Selected extract:
Feature customization#

Feature engineering is a crucial step in molecular science, utilizing the domain expertise to extract meaningful features from raw data using certain data mining techniques. Properly defining and selecting these features can significantly enhance the performance of machine learning algorithms. In this tutorial, we will delve into the process of feature customization within Nearl’s framework and present a case study on RFScore.

General concept#

When defining a new feature, you need to inherit the base class Features and implement the feature function. The cache method is designed to store the structural information (self.cached_props) that will be used during the following steps. It is designed to be called only once when processing each trajectory, unless the trajectory is reloaded from time to time. The returned variables from the query method are directly put to the run method. The following is a simple implementation of a feature.

import numpy as np
from nearl import commands, utils
from nearl.features import Features

class MyFirstFeature(Features):
  def __init__(self, **kwargs):
    super().__init__(**kwargs)

Parts of the exercise:
(1) Answer these questions using the feature customization tutorial:
(a) Which case study does the tutorial present?
(b) Which base class must a new feature inherit?
(c) To which method are the variables returned by the query method passed?
(2) Output the part of the feature customization tutorial starting at "import numpy as" and ending at "super().__init__(**kwargs)".

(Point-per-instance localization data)
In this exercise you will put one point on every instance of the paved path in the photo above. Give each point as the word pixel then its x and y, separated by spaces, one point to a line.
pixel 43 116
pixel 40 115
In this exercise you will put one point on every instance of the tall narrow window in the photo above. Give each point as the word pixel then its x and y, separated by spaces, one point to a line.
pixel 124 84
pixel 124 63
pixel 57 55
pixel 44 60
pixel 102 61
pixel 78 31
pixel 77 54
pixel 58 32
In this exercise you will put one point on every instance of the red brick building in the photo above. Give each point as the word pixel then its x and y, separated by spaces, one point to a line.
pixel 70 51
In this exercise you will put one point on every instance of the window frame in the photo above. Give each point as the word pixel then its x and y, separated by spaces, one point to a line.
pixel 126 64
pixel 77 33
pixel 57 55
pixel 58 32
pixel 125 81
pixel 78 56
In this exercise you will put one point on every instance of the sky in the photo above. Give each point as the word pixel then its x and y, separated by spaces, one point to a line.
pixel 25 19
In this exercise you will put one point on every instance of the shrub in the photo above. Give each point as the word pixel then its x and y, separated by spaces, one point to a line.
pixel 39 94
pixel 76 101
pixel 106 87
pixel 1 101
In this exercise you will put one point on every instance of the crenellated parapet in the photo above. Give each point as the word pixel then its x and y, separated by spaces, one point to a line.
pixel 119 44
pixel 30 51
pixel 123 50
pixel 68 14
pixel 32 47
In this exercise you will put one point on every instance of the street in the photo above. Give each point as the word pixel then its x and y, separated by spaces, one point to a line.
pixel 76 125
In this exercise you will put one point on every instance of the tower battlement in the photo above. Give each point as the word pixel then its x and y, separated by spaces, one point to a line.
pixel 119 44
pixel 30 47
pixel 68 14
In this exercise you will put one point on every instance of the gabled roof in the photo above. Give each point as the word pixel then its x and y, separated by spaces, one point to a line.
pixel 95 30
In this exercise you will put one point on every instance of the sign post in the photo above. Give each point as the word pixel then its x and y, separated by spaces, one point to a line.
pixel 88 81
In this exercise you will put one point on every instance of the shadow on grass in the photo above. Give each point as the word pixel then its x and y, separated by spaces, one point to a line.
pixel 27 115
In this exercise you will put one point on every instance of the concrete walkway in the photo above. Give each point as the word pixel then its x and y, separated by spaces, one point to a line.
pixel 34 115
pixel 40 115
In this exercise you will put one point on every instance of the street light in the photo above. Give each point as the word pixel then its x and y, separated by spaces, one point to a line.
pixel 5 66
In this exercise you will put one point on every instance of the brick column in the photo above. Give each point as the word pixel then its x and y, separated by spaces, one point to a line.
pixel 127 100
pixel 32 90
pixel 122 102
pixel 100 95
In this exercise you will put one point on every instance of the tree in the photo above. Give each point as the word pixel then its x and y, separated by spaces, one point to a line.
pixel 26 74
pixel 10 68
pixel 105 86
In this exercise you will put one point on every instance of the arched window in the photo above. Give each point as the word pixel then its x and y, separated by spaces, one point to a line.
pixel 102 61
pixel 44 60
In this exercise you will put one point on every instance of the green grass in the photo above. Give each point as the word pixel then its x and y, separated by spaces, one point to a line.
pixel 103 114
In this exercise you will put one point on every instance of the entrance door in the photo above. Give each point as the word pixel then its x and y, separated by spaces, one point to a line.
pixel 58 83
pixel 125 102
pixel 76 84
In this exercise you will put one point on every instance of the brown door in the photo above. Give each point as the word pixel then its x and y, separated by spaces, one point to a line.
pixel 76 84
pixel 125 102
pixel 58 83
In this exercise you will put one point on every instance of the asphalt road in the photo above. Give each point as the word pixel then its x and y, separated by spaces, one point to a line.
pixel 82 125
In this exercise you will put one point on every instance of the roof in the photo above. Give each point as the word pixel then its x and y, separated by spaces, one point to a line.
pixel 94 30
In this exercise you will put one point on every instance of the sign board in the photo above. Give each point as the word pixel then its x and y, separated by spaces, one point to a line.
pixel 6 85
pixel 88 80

Results for the exercise:
(1)
(a) RFScore
(b) Features
(c) The run method

(2)
import numpy as np
from nearl import commands, utils
from nearl.features import Features

class MyFirstFeature(Features):
  def __init__(self, **kwargs):
    super().__init__(**kwargs)